(PROBLEM TO WORK ON):
Render the entries from the line with "Would you be able to indicate the sink drain" up to and including the line with "column 659, row 543" as a numbered list, omitting any blank lines. Include nothing outside that span.

+++ EXERCISE DATA

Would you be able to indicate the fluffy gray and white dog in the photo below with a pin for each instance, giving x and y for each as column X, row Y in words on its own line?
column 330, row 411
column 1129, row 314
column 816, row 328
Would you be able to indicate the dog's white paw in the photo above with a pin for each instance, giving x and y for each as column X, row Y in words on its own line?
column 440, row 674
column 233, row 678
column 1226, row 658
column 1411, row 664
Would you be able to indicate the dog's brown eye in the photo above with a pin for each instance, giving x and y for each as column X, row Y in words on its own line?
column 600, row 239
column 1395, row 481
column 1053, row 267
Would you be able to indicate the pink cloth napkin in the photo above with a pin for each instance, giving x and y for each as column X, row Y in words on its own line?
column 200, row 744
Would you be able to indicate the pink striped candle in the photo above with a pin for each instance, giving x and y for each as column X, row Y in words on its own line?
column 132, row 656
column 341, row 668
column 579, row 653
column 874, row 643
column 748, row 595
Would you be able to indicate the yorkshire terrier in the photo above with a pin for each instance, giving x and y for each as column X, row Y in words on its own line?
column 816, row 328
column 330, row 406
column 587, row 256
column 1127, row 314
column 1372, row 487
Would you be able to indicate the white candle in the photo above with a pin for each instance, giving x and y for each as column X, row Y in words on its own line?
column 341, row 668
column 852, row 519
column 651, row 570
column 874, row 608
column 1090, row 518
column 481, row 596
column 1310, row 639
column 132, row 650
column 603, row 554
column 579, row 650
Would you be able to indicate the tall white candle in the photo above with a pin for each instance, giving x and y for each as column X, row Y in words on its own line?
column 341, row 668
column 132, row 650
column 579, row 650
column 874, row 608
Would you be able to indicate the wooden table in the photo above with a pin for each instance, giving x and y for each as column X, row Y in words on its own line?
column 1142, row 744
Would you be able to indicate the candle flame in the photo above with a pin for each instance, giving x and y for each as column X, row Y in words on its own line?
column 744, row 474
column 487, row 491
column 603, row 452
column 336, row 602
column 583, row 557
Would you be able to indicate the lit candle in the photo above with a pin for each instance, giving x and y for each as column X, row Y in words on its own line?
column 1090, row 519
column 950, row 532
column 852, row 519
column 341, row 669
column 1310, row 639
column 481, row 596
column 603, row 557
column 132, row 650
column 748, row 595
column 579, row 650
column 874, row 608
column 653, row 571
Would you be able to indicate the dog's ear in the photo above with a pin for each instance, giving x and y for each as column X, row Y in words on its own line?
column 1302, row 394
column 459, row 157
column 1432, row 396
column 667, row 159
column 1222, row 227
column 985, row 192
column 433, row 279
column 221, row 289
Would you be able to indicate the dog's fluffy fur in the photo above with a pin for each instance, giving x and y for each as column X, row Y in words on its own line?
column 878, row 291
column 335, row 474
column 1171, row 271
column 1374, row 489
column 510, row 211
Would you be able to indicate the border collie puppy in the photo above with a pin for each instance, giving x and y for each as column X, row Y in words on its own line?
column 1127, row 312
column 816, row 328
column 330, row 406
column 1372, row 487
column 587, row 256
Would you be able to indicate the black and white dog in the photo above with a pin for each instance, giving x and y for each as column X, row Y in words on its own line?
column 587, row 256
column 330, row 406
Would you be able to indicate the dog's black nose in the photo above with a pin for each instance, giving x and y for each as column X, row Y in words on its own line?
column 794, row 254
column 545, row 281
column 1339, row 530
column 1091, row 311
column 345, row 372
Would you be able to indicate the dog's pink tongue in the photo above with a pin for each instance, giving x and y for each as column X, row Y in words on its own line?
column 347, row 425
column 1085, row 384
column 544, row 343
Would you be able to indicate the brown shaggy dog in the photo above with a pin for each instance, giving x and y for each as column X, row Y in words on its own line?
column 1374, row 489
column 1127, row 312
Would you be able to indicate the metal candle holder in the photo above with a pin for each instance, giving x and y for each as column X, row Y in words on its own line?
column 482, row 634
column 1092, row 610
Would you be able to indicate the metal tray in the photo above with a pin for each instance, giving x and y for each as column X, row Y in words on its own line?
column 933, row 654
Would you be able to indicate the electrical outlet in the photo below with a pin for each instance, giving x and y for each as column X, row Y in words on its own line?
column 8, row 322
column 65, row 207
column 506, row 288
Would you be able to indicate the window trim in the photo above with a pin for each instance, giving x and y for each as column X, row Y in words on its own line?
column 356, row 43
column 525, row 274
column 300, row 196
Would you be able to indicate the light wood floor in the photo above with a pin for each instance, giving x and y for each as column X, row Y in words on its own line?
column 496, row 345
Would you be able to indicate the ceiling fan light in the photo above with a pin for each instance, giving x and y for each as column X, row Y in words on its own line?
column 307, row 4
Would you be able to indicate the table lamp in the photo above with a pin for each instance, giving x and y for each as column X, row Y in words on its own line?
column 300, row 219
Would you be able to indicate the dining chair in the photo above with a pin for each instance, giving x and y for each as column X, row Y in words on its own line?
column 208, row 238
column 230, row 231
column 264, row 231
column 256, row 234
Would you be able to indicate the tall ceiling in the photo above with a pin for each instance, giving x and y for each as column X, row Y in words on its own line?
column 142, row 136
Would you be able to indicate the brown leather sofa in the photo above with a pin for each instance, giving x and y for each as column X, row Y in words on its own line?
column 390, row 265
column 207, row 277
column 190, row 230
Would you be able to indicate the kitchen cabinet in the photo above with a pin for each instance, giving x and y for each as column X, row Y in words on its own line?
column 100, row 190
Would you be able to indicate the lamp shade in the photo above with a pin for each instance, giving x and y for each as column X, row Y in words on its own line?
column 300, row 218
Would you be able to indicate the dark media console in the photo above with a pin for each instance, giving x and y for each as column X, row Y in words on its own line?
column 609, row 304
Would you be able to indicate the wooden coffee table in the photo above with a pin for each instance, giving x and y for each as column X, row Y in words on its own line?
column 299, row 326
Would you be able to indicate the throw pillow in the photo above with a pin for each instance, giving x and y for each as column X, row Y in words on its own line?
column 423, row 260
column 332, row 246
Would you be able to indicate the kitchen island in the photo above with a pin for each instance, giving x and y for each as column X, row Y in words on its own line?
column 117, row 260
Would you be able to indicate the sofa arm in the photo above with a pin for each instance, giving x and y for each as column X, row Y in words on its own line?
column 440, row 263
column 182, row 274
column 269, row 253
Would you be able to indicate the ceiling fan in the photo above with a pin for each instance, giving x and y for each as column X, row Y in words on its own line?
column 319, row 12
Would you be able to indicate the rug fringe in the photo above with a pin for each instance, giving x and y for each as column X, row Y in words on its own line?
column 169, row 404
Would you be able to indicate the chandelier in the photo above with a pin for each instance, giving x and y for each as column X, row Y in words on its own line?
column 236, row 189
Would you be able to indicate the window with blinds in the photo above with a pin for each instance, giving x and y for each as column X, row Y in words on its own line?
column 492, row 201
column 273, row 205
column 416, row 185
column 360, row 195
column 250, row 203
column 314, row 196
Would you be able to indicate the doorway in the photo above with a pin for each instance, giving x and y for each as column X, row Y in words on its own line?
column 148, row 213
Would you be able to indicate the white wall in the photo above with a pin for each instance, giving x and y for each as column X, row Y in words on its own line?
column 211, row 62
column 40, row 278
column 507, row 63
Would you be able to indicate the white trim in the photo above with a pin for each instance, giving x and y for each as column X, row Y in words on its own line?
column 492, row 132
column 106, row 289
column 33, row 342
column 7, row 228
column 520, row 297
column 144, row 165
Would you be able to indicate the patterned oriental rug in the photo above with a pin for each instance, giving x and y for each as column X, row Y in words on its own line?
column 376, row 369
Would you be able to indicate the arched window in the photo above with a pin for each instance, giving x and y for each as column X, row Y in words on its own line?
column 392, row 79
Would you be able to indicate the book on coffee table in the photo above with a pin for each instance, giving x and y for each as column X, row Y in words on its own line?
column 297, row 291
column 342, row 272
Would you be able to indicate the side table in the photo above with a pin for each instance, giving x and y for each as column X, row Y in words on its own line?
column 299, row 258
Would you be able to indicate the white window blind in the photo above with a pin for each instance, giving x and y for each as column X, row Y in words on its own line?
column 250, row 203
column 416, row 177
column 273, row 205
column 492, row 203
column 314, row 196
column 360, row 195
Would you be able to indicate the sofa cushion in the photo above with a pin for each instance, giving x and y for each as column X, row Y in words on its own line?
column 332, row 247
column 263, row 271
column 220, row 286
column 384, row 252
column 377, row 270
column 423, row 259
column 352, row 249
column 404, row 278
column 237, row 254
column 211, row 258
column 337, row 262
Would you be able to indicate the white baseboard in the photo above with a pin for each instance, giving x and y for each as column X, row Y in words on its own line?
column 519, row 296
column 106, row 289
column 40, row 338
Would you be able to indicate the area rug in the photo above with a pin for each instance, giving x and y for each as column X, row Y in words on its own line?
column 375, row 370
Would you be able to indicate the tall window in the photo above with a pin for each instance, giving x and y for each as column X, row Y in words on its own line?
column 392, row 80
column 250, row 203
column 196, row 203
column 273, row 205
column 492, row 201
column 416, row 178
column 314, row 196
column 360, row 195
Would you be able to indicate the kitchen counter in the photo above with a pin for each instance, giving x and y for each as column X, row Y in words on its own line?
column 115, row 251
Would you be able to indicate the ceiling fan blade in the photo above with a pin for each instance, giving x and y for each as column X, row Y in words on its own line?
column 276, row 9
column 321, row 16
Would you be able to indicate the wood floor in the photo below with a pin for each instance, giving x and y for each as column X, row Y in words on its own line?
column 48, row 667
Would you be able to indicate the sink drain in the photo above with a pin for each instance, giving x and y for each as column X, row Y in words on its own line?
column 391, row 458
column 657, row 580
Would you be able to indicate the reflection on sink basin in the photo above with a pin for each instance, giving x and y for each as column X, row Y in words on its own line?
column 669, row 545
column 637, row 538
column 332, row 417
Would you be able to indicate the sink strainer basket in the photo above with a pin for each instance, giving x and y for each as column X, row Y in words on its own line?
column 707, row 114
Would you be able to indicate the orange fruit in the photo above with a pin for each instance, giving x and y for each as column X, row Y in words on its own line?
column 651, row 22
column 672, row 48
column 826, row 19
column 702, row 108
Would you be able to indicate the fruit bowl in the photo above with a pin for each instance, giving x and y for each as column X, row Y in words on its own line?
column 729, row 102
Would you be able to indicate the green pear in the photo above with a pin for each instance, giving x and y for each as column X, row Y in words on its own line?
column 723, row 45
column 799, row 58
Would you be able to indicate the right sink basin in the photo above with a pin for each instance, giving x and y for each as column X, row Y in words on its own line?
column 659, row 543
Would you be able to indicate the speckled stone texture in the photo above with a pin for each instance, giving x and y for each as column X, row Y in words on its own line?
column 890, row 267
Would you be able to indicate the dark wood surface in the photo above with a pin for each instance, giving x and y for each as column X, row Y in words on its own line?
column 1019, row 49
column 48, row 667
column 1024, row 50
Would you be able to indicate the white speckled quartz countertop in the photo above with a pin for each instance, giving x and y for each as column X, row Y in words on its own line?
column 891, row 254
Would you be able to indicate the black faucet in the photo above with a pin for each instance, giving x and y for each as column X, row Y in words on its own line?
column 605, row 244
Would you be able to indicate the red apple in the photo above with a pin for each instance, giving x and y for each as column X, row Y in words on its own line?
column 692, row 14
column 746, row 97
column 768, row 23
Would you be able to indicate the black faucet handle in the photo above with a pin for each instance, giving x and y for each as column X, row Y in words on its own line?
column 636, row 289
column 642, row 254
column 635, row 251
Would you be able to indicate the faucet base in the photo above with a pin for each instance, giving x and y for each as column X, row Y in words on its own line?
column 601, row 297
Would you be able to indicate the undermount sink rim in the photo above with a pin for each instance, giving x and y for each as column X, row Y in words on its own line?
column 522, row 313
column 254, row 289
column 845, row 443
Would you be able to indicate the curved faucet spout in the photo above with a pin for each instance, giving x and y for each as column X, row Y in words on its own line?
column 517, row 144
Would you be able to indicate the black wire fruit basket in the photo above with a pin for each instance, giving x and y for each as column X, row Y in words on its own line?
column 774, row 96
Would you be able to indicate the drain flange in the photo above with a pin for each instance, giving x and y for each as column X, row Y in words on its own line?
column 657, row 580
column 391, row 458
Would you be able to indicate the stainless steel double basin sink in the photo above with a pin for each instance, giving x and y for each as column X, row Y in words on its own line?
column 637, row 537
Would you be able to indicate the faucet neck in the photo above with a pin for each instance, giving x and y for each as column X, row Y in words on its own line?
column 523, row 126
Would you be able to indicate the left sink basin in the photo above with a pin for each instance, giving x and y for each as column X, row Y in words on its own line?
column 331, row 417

++++++

(RESULT):
1. Would you be able to indicate the sink drain in the photo above with a pin for each instance, giving x and y for each as column X, row Y in words on its own line?
2. column 391, row 458
3. column 657, row 580
4. Would you be able to indicate the reflection on sink basin in the photo above with a pin for each instance, giving x and y for each as column X, row Y in words on its own line?
5. column 669, row 545
6. column 637, row 538
7. column 332, row 417
8. Would you be able to indicate the sink strainer basket in the photo above with a pin for each instance, giving x and y for each as column X, row Y in words on its own line?
9. column 707, row 114
10. Would you be able to indicate the orange fruit in the photo above with a pin for each instance, giving x and y for each as column X, row Y in words on its own line?
11. column 651, row 22
12. column 672, row 48
13. column 826, row 19
14. column 702, row 108
15. Would you be able to indicate the fruit bowl in the photo above with a pin for each instance, giving x and y for each as column X, row Y in words on its own line?
16. column 729, row 102
17. Would you be able to indicate the green pear in the photo above with a pin for each instance, giving x and y for each as column X, row Y in words on its own line?
18. column 723, row 45
19. column 799, row 58
20. Would you be able to indicate the right sink basin in the photo above with a pin for each instance, giving x and y for each as column X, row Y in words on its own line?
21. column 659, row 543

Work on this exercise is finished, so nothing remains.